- Supplied passage -
Hi Andreas,

Am Samstag, den 31.10.2009, 16:32 +0100 schrieb Andreas Ohrvall:
> On Sat, 2009-10-31 at 13:46 +0100, Raphael Gradenwitz wrote:
> > Am Samstag, den 31.10.2009, 13:05 +0100 schrieb Andreas Ohrvall:
> > > I am not sure if I miss something, but I have been through the archive
> > > without finding a solution.
> > 
> > What exactly do you want to solve?
> 
> Get the switch between Intel and nvidia to work properly. I had it
> working fine in windows 7 64bit, however, after trying to get dual boot
> with newest ubuntu to work properly things have become quite strange. 
> 
> - When booting with the switch set to Stamina, everything works fine,
> both windows and ubuntu But, in Windows it does not work anymore to
> switch to speed.
> - When first running linux in stamina, switching to speed and rebooting,
> the only thing I get is a rainbow changing colors slowly. This is before
> the InsydeFlash-Vaio Bios screen is shown (Or maybe I should say
> instead). So, for now I dont think it has anything to do with the
> xorg-config.  I assume it has something to do with the ACPI and the
> kernel commandline.

Yes. That is because the Windows Versions > XP (Vista, Windows 7) can
change between the modes without need to reboot the machine. See this
interview with Jun Otsuka, Keiichi Nakayama and Hiroshi Kawada (the
brains after this feature) from Sony:

http://vaio-online.sony.com/prod_info/series1/z/interview_Z/index_05.html


and for that they need exactly the acpi settings which we do not want
for the Linux to solve that.
I (and not only me) am looking for a solution to do it the same way on
Linux like it already is done on the newer windows. It needs some more
good ideas and maybe some reverse engeneering.. ;-)

Until that issue is solved, you have to boot windows twice to get it
work without reboot (crazy, yes I know)

> > 
> > > 
> > > New Ubuntu 9.10 does not ship with any xorg.conf.

- Challenge -
List every person the email thread above, about switching between Intel and nvidia graphics, names by full name.

- Extracted information -
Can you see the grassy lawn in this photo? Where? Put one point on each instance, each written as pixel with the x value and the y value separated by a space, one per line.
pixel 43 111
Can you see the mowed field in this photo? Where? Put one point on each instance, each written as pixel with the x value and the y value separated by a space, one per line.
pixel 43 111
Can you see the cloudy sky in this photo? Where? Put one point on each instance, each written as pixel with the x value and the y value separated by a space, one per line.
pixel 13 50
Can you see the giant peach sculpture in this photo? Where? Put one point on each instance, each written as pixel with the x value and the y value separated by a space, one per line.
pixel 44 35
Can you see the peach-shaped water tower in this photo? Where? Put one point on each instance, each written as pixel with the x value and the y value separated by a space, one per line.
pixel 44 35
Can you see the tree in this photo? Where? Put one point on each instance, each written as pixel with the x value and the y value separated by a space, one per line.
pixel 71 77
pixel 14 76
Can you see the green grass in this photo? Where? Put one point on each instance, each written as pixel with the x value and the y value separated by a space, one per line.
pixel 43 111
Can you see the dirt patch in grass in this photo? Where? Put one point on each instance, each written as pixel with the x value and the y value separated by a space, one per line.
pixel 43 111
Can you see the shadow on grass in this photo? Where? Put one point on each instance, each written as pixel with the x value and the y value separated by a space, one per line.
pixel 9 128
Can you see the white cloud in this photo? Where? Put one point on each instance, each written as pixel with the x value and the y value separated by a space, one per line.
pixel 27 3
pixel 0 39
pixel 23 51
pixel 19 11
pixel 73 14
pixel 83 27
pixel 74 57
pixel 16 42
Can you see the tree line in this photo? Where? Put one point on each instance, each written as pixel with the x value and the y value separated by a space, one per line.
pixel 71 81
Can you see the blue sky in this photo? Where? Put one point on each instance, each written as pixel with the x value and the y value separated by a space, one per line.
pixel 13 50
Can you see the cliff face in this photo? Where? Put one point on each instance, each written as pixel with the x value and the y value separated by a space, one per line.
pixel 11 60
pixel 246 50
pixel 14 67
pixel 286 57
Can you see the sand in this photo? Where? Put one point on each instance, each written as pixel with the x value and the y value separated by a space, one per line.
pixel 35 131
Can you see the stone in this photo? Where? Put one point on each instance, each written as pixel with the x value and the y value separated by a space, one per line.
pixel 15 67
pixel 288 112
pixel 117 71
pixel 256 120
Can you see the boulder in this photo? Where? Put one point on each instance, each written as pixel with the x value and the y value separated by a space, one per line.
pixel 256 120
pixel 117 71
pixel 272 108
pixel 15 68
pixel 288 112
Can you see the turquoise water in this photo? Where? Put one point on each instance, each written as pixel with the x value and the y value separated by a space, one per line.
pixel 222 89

- Exercise answer -
- Andreas Ohrvall
- Raphael Gradenwitz
- Jun Otsuka
- Keiichi Nakayama
- Hiroshi Kawada